- _Direction_
Switch every "Mask list" in the rows below to "Outline list", copy everything else without change, and leave the pictures out of your answer.
++++ Items
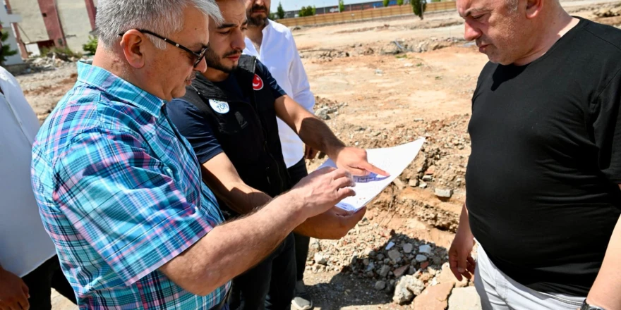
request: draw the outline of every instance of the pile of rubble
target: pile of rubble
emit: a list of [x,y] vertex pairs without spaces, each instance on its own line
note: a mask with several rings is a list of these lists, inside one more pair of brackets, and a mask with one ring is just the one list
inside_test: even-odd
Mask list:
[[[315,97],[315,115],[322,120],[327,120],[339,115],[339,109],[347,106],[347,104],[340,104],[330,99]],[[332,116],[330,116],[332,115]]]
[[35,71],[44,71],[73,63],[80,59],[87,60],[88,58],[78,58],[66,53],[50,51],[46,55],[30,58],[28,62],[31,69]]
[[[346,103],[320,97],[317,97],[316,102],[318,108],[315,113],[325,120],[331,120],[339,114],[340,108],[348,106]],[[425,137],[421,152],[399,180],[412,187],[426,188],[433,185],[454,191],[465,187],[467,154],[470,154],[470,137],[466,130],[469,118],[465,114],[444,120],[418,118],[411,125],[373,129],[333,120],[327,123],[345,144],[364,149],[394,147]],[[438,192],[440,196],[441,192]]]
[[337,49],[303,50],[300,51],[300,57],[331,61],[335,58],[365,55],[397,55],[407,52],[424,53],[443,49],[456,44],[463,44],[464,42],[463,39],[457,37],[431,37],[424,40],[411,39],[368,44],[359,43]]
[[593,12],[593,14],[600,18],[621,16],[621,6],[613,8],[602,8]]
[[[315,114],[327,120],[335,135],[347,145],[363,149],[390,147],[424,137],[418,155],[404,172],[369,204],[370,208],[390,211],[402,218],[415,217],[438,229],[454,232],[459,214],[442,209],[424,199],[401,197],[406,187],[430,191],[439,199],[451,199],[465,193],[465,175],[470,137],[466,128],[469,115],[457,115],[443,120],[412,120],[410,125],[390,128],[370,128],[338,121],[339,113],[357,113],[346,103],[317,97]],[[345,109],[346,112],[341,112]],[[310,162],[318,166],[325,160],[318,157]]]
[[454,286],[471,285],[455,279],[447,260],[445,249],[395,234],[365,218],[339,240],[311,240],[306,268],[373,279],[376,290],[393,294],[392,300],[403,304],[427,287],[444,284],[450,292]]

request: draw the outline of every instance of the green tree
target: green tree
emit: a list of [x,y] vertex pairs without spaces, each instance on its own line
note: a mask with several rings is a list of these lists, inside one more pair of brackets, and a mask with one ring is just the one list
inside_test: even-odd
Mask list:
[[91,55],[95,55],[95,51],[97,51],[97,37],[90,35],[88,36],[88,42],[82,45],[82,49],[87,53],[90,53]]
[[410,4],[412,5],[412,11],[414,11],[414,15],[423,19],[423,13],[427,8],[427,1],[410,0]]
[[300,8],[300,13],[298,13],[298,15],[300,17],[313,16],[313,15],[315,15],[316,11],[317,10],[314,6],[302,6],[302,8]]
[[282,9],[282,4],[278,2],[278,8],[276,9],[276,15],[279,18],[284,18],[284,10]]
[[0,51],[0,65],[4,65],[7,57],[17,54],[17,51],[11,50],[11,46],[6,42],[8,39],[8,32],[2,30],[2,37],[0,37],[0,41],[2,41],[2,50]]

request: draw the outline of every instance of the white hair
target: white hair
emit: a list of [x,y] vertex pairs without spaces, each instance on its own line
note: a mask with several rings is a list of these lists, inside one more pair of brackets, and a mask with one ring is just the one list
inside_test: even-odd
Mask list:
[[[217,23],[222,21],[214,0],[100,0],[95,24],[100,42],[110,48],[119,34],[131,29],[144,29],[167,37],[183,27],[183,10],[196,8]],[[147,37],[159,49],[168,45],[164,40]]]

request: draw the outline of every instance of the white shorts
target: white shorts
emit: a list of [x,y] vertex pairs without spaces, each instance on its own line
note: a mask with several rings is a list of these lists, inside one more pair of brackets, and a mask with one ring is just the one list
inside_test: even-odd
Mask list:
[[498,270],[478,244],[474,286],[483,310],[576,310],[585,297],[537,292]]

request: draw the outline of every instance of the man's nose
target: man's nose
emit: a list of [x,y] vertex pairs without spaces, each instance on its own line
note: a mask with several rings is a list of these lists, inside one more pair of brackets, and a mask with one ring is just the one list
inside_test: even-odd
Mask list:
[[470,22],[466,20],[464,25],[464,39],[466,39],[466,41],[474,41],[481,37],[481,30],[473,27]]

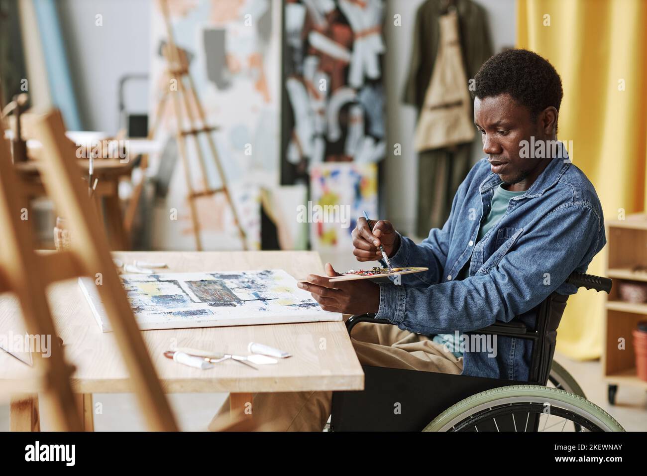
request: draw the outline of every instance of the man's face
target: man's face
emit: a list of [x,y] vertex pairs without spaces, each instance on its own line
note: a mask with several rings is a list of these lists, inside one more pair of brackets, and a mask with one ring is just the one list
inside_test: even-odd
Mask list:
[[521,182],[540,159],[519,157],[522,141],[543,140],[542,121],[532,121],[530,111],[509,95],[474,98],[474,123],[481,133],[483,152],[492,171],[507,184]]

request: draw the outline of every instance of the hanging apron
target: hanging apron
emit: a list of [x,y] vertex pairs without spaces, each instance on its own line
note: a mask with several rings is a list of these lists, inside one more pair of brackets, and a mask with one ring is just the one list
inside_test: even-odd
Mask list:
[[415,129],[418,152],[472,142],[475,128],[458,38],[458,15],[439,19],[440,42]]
++++++++
- _Response to the exercise_
request: draw the outline of every instance of the pile of rubble
target: pile of rubble
emit: a list of [x,y] vertex pairs without spaces, each instance on its own line
note: a mask with several rings is a list of these lists, inside one more pair of brackets, and a mask with one ring is just the one list
inside_test: even-odd
Outline list:
[[[315,97],[315,115],[322,120],[327,120],[339,115],[339,109],[347,106],[347,104],[340,104],[330,99]],[[332,116],[330,116],[332,115]]]
[[35,71],[44,71],[73,63],[80,59],[87,60],[88,58],[78,58],[66,53],[50,51],[46,55],[30,58],[28,62],[31,69]]
[[[346,103],[320,97],[317,97],[316,102],[318,108],[315,113],[325,120],[331,120],[339,114],[340,108],[348,106]],[[425,137],[421,152],[399,180],[412,187],[426,188],[433,185],[454,191],[465,187],[467,154],[470,154],[470,137],[466,130],[469,118],[465,114],[444,120],[418,118],[411,125],[373,129],[333,120],[327,123],[345,144],[364,149],[394,147]],[[438,192],[440,196],[441,192]]]
[[337,49],[303,50],[300,51],[300,57],[331,61],[335,58],[365,55],[397,55],[407,52],[424,53],[443,49],[456,44],[463,44],[464,42],[463,39],[457,37],[431,37],[424,40],[411,39],[368,44],[359,43]]
[[593,12],[593,14],[600,18],[621,16],[621,6],[613,8],[602,8]]
[[[315,114],[327,120],[335,135],[347,145],[363,149],[390,147],[424,137],[418,155],[404,172],[369,204],[370,208],[390,211],[402,218],[415,217],[438,229],[454,232],[459,214],[442,209],[424,199],[401,197],[406,187],[430,191],[439,199],[451,199],[465,193],[465,175],[470,137],[466,128],[469,115],[457,115],[443,120],[412,120],[410,125],[390,128],[370,128],[338,121],[339,113],[357,113],[346,103],[317,97]],[[345,109],[346,112],[341,112]],[[310,162],[318,166],[325,160],[318,157]]]
[[454,286],[471,285],[455,279],[447,260],[445,249],[395,234],[365,218],[339,240],[311,240],[306,268],[373,279],[376,290],[393,294],[392,300],[403,304],[427,287],[444,284],[450,292]]

request: draw the outline of every instance of the green tree
target: green tree
emit: a list of [x,y] vertex pairs without spaces, each instance on its own line
note: a mask with several rings is a list of these lists, inside one more pair of brackets, and a mask with one ring is just the one list
inside_test: even-odd
Outline list:
[[91,55],[95,55],[95,51],[97,51],[97,37],[90,35],[88,36],[88,42],[82,45],[82,49],[87,53],[90,53]]
[[410,4],[412,5],[412,11],[414,11],[414,15],[423,19],[423,13],[427,8],[427,1],[410,0]]
[[300,8],[300,13],[298,13],[298,15],[300,17],[313,16],[313,15],[315,15],[316,11],[317,10],[314,6],[302,6],[302,8]]
[[282,9],[282,4],[278,2],[278,8],[276,9],[276,15],[279,18],[284,18],[284,10]]
[[0,51],[0,65],[4,65],[7,57],[17,54],[17,51],[11,50],[11,46],[6,42],[8,39],[8,32],[2,30],[2,37],[0,37],[0,41],[2,41],[2,50]]

request: draw the outline of every instance of the white hair
target: white hair
emit: a list of [x,y] vertex pairs without spaces, each instance on its own line
note: a mask with several rings is a list of these lists, inside one more pair of brackets, and a mask with one ring is just the one list
inside_test: even-odd
Outline list:
[[[217,23],[222,21],[214,0],[100,0],[95,24],[100,42],[110,48],[119,34],[131,29],[144,29],[167,37],[183,27],[183,10],[196,8]],[[147,37],[159,49],[168,45],[164,40]]]

request: draw the outline of every instance of the white shorts
target: white shorts
emit: a list of [x,y] vertex pairs without spaces, each instance on its own line
note: a mask with several rings is a list of these lists, inside one more pair of brackets, and a mask with one ring is just the one list
inside_test: even-odd
Outline list:
[[498,270],[478,244],[474,286],[483,310],[576,310],[585,297],[537,292]]

request: draw the outline of every instance of the man's nose
target: man's nose
emit: a list of [x,y] vertex pairs without spaces, each instance on its own line
note: a mask with several rings is a list of these lists, inside one more pair of brackets, and a mask with one ring is just the one list
inside_test: even-odd
Outline list:
[[470,22],[466,20],[464,25],[464,39],[466,39],[466,41],[474,41],[481,37],[481,30],[473,27]]

request: draw the outline of every instance of the man's face
target: man's face
emit: a list of [x,y] vertex pairs without spaces, each instance on its own line
note: a mask with several rings is a list of these lists, inside one more pair of brackets, and a mask with one ring is just the one list
inside_test: even-odd
Outline list:
[[521,182],[540,159],[519,157],[522,141],[543,140],[542,121],[532,121],[530,111],[509,95],[474,98],[474,123],[481,133],[483,152],[492,171],[507,184]]

request: draw the outline of every instance of the hanging apron
target: hanging apron
emit: a list of [x,y] vertex pairs without spaces, each instance on its own line
note: a mask with several rings is a list of these lists, inside one more pair of brackets, and a mask with one ring is just the one list
inside_test: even-odd
Outline list:
[[415,129],[418,152],[472,142],[475,128],[458,38],[458,15],[439,19],[440,42]]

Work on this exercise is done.